*Exercise instructions*.
Print out the entire listing verbatim.

━━━━━ Provided data

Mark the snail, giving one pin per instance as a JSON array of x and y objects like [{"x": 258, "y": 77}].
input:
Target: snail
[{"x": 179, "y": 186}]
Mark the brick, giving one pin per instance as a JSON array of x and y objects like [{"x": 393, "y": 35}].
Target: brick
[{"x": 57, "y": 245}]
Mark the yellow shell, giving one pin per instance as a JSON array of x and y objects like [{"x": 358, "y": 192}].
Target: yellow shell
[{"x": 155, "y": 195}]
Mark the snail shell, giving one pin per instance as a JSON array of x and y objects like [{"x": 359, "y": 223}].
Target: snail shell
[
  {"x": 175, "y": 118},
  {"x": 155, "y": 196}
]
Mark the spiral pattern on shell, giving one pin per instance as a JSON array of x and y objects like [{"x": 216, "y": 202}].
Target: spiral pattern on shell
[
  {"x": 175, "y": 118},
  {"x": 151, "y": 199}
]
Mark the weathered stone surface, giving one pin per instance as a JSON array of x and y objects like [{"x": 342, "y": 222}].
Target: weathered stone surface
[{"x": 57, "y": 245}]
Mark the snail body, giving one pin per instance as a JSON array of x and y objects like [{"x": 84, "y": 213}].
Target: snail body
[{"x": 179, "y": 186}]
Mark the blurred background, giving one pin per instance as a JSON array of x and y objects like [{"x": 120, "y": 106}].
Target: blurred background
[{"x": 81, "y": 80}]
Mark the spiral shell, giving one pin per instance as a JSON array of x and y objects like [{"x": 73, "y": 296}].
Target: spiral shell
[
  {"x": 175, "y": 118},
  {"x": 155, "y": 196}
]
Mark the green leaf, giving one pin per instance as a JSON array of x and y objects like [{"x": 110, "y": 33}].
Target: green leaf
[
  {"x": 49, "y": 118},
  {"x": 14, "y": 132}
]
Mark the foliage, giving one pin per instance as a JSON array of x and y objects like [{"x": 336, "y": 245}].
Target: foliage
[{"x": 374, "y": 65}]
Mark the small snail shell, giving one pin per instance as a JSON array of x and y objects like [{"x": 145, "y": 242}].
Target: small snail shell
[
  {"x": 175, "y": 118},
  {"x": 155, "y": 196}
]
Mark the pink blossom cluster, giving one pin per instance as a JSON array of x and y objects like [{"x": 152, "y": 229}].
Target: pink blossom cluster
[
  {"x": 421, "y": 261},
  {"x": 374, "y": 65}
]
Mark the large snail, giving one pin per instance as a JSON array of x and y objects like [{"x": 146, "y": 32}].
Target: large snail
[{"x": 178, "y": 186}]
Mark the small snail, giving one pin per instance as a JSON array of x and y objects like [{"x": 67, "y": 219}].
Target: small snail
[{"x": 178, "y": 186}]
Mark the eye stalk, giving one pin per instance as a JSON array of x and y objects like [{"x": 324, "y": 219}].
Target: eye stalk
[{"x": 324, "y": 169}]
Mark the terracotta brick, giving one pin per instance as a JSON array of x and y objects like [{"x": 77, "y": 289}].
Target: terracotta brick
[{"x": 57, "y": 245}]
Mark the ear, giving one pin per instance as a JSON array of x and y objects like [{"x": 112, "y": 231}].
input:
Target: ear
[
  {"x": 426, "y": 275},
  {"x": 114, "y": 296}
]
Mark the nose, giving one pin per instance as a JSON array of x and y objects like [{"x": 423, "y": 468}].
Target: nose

━━━━━━━━━━

*Written solution*.
Mark the snail, giving one pin per instance as a JSON array of x and y objects like [{"x": 258, "y": 77}].
input:
Target: snail
[{"x": 179, "y": 186}]
Mark the brick, giving one pin per instance as a JSON array of x and y objects like [{"x": 393, "y": 35}].
Target: brick
[{"x": 57, "y": 245}]
Mark the yellow shell, giving one pin per instance as a JSON array of x and y objects like [{"x": 358, "y": 192}].
Target: yellow shell
[{"x": 155, "y": 195}]
Mark the snail shell, giving one pin per instance as a JSON array of x and y objects like [{"x": 359, "y": 223}].
Target: snail shell
[
  {"x": 175, "y": 118},
  {"x": 155, "y": 196}
]
Mark the spiral pattern on shell, giving one pin per instance as a JSON array of x and y objects like [{"x": 216, "y": 202}].
Target: spiral pattern on shell
[
  {"x": 175, "y": 118},
  {"x": 151, "y": 199}
]
Mark the weathered stone surface, giving one pin per instance as a JSON array of x and y objects like [{"x": 342, "y": 222}].
Target: weathered stone surface
[{"x": 57, "y": 245}]
Mark the snail body, giving one pin per instance as a JSON array of x and y objects like [{"x": 84, "y": 213}].
Target: snail body
[{"x": 179, "y": 186}]
Mark the blurred background, giving one pin per instance as a JSON array of x and y objects like [{"x": 120, "y": 106}].
Target: blurred background
[{"x": 81, "y": 80}]
Mark the spiral shell, giving one pin per instance as a JSON array of x and y objects like [{"x": 73, "y": 296}].
Target: spiral shell
[
  {"x": 175, "y": 118},
  {"x": 155, "y": 196}
]
Mark the green leaf, giving one pin per instance as a JSON array of x and y objects like [{"x": 110, "y": 33}].
Target: green leaf
[
  {"x": 49, "y": 118},
  {"x": 14, "y": 132}
]
Mark the foliage, giving one pin per instance as a JSON array of x and y objects like [{"x": 336, "y": 245}].
Target: foliage
[{"x": 374, "y": 65}]
Mark the small snail shell, giving one pin per instance as a JSON array of x and y objects like [{"x": 145, "y": 242}].
Target: small snail shell
[
  {"x": 175, "y": 118},
  {"x": 155, "y": 196}
]
Mark the pink blossom cluster, giving one pin per instance as a JSON array of x and y objects like [{"x": 152, "y": 229}].
Target: pink blossom cluster
[
  {"x": 421, "y": 261},
  {"x": 374, "y": 65}
]
Mark the large snail, giving one pin per instance as a JSON array of x and y objects like [{"x": 146, "y": 32}].
Target: large snail
[{"x": 178, "y": 186}]
Mark the small snail, giving one pin per instance as a JSON array of x and y objects like [{"x": 67, "y": 219}].
Target: small snail
[{"x": 178, "y": 186}]
Mark the eye stalk, giving one pin per instance as a JSON array of x and y objects like [{"x": 324, "y": 219}].
Target: eye stalk
[{"x": 324, "y": 169}]
Mark the terracotta brick, giving one pin per instance as a JSON array of x and y objects like [{"x": 77, "y": 289}].
Target: terracotta brick
[{"x": 57, "y": 245}]
Mark the ear, giving one pin per instance as a JSON array of x and y objects like [{"x": 112, "y": 231}].
input:
Target: ear
[
  {"x": 426, "y": 275},
  {"x": 114, "y": 296}
]
Mark the nose, giving one pin per instance as a JSON array of x and y objects like [{"x": 423, "y": 468}].
Target: nose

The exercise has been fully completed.